Selected text below:

733 F.2d 65

Jerry V. CLARK, Appellant, v. Margaret V. HECKLER, Secretary of Health & Human Services, Appellee.

No. 83-2501.

United States Court of Appeals, Eighth Circuit.

Submitted March 14, 1984.

Decided April 27, 1984.

*66Stuart R. Berkowitz, Clayton, Mo., for appellant.

Thomas E. Dittmeier, U.S. Atty., Joseph B. Moore, Asst. U.S. Atty., St. Louis, Mo., for appellee; Paul P. Cacioppo, Regional Atty., Region VII, D. Samuel Borin, Atty., Dept. of Health and Human Services, Kansas City, Mo., of counsel.

Before McMILLIAN, Circuit Judge, FLOYD R. GIBSON and HENLEY, Senior Circuit Judges.

PER CURIAM.

The petitioner, Jerry V. Clark, seeks review of the termination of his social security benefits by the respondent, the Secretary of Health and Human Services. The petition was assigned to a United States Magistrate1 who recommended that summary judgment be entered in favor of the Secretary. The district court2 adopted this recommendation and entered summary judgment for the Secretary. We affirm in part and reverse and remand in part.

Originally, petitioner was granted disability benefits on April 15, 1974. Disability was premised upon a history of mitral valve replacement surgery secondary to rheumatic heart disease and congestive heart failure with recurrent arrhythmia. *67Upon review, the Secretary determined that, as of June of 1981, the petitioner’s condition no longer prevented him from engaging in substantial gainful activity. After a hearing on this decision, an Administrative Law Judge held that the petitioner was no longer disabled. The Appeals Council for the Social Security Administration denied petitioner’s request for review.

The petitioner was born on October 4, 1942. He has completed three years of high school, acquired a G.E.D., and completed a 36-week vocational training course as a junior accountant. Prior to his surgery, plaintiff had worked as a store clerk, had sold life insurance and had packed fuses. He underwent mitral valve replacement surgery on February 17, 1972. Although the petitioner worked part-time after this surgery, severe chest pain and difficulty with breathing forced him to quit. Subsequently, the petitioner qualified for disability benefits. He claims that he still is disabled because of his heart condition.

There was a great deal of medical evidence, concerning the petitioner’s residual functional capacity, before the ALJ. The petitioner was examined by a Dr. Wolff in 1981. This same doctor had examined the petitioner with respect to his first application for disability benefits. At that time, Dr. Wolff had determined that the petitioner’s heart condition was severe enough to cause significant limitations of activity. In 1981, Dr. Wolff noted that the petitioner had made an excellent recovery from surgery. Dr. Wolff also concluded that, while the petitioner suffered from some functional impairment, he was no longer totally disabled. Dr. Wolff determined that the petitioner could be employed at light or sedentary work. Dr. Wolff’s report revealed that the petitioner’s only complaint was shortness of breath with exertion. The petitioner denied any significant chest pain.

A neurological and psychiatric examination was conducted by Dr. Bronson in 1981. At that time, the petitioner complained of nervousness, poor memory, and irritability. Dr. Bronson concluded that the petitioner could relate well to supervision, could understand and follow instructions, and could perform repetitive tasks. However, Dr. Bronson also noted that the petitioner would have problems handling criticism and stress due to his low frustration tolerance, irritability, and explosive temper.

End of Selected text.
Supplied information below:

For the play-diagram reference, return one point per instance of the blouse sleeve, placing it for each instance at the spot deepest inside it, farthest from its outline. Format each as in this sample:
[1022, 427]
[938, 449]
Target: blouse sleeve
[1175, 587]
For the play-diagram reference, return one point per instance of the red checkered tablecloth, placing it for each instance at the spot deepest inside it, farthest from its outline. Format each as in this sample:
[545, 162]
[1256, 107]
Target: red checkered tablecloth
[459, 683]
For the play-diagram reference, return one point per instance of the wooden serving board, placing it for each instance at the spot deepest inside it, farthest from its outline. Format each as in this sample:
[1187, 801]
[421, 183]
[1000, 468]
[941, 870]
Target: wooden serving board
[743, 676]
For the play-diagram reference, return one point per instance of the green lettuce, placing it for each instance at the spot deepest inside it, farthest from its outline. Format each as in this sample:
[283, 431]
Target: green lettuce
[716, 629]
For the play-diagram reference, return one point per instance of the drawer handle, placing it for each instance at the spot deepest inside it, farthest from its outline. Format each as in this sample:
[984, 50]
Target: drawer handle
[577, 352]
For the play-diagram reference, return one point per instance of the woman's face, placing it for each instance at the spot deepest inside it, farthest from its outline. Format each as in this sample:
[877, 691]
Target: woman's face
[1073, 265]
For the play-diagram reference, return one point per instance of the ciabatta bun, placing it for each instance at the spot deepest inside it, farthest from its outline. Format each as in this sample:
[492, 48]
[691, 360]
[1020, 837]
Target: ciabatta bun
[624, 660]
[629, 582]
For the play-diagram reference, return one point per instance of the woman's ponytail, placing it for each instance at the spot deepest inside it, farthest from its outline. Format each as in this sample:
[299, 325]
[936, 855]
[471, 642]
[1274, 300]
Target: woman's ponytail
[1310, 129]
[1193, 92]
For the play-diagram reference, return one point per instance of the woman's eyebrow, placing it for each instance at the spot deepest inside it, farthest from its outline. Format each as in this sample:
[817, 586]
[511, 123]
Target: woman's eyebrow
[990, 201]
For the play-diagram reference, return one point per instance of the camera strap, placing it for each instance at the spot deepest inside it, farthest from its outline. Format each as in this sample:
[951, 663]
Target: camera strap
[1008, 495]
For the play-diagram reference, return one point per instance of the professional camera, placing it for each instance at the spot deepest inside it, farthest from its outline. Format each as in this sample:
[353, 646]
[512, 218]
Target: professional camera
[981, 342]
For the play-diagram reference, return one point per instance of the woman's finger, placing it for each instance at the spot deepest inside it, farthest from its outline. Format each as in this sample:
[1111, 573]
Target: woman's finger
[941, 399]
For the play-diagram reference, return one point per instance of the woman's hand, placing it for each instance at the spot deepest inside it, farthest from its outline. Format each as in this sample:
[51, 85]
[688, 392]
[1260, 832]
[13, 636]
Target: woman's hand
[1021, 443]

End of Supplied information.

Work order 1 - According to the court opinion, on what date did the petitioner undergo mitral valve replacement surgery?
Work order 2 - Reproduce the court opinion verbatim between "Originally, petitioner was" and "request for review.", inclusive.

Exercise response 1 - February 17, 1972.

Exercise response 2 -
Originally, petitioner was granted disability benefits on April 15, 1974. Disability was premised upon a history of mitral valve replacement surgery secondary to rheumatic heart disease and congestive heart failure with recurrent arrhythmia. *67Upon review, the Secretary determined that, as of June of 1981, the petitioner’s condition no longer prevented him from engaging in substantial gainful activity. After a hearing on this decision, an Administrative Law Judge held that the petitioner was no longer disabled. The Appeals Council for the Social Security Administration denied petitioner’s request for review.